**DIRECTION**
Could you write what comes next in the blog post about motherhood, picking up right after its last sentence?

**Warning: If you are someone who is made uncomfortable when people share the ugly details of a truly human life, you might not like this series of posts. Also, because I know no one wants to read a super long blog, I’m going to break down this topic into parts. Spilling out all of my guts at one time is too much for any person to handle. You’re welcome. 😏**
It wasn’t always this way. The way my life is now, the joy that I have, the peace that I know. This contentment. It’s taken 42 years, some seriously deep valleys, countless prayers, oceans of tears, many mistakes, bunches of scars, the companionship of many, and the persistence of a God who loves me better than I deserve.
At certain moments in my life as a mother, if you had asked me if I would do it all again, I would have told you “no.” Not a popular (or socially acceptable) response. But it was true. I loved my children- deeply and fully. I was just overwhelmed by the amount of work it was, how endless the hours seemed, and quite frankly by my certainty that I was definitely going to screw them up. The weight of it was crushing.
I felt like every choice I made was a “make them or break them” decision. What if I only serve one vegetable instead of two for dinner? Am I talking to them enough, singing to them enough, touching them enough? Did we read an ample amount today? Am I speaking into their lives as I should?

(Records from a data collection)

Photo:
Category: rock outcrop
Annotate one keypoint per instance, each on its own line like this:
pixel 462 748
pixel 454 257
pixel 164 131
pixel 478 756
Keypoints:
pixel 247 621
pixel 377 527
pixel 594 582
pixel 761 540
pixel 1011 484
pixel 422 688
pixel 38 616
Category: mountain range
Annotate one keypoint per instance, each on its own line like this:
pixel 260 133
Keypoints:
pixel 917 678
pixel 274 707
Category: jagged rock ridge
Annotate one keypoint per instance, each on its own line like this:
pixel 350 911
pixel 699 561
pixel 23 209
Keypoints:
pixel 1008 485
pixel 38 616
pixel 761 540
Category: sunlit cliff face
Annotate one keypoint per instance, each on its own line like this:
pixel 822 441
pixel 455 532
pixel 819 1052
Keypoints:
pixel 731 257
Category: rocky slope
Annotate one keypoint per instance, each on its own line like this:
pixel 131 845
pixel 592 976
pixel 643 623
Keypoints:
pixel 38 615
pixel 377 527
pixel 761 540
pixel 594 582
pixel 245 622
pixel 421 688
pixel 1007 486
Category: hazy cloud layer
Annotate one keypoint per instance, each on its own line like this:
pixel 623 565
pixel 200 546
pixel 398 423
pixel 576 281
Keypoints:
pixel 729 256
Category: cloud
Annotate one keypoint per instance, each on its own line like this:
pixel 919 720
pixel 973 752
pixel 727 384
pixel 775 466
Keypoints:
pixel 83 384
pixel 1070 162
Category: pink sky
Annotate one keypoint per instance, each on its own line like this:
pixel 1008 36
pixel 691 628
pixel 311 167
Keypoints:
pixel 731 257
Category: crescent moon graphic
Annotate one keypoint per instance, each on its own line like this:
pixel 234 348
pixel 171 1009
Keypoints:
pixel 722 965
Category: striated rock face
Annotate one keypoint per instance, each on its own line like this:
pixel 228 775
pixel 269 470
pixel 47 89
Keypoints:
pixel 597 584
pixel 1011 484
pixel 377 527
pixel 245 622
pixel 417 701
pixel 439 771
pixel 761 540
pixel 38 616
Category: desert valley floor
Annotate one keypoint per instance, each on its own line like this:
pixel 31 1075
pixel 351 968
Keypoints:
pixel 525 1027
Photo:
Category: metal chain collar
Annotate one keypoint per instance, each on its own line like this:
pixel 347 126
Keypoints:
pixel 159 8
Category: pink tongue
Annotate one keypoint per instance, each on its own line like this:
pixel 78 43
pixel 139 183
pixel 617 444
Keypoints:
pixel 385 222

**FINAL RESULT**
I was so focused on the work of it, the “getting it right,” that it wasn’t always easy for me to find the joy of it. It was a job I took very seriously (after all, these were PEOPLE I was helping mold- a task that shouldn’t be taken lightly), and it was one that had no weekends, holidays, breaks or vacations. There was no annual review to check my progress and there was no raise for a job well done. I was tired and felt inadequate and was pretty sure I was probably going to end up producing a rooftop shooter and a pole dancer.
So, no, I wouldn’t recommend parenthood and, if given the choice, I wouldn’t do it again. The world deserved better, my husband deserved better and these kids definitely deserved better. I wasn’t enough.
But, thank goodness, things can change. People can stop seeing everything through the filter of “me.” We can learn to ask for help, can recognize that doing our best is the best we can do, and learn that not everything matters all that much. So what if dinner was a meat, a bread, and ONE vegetable? I was remembering to feed them, and we had the resources to do so. It was a win!!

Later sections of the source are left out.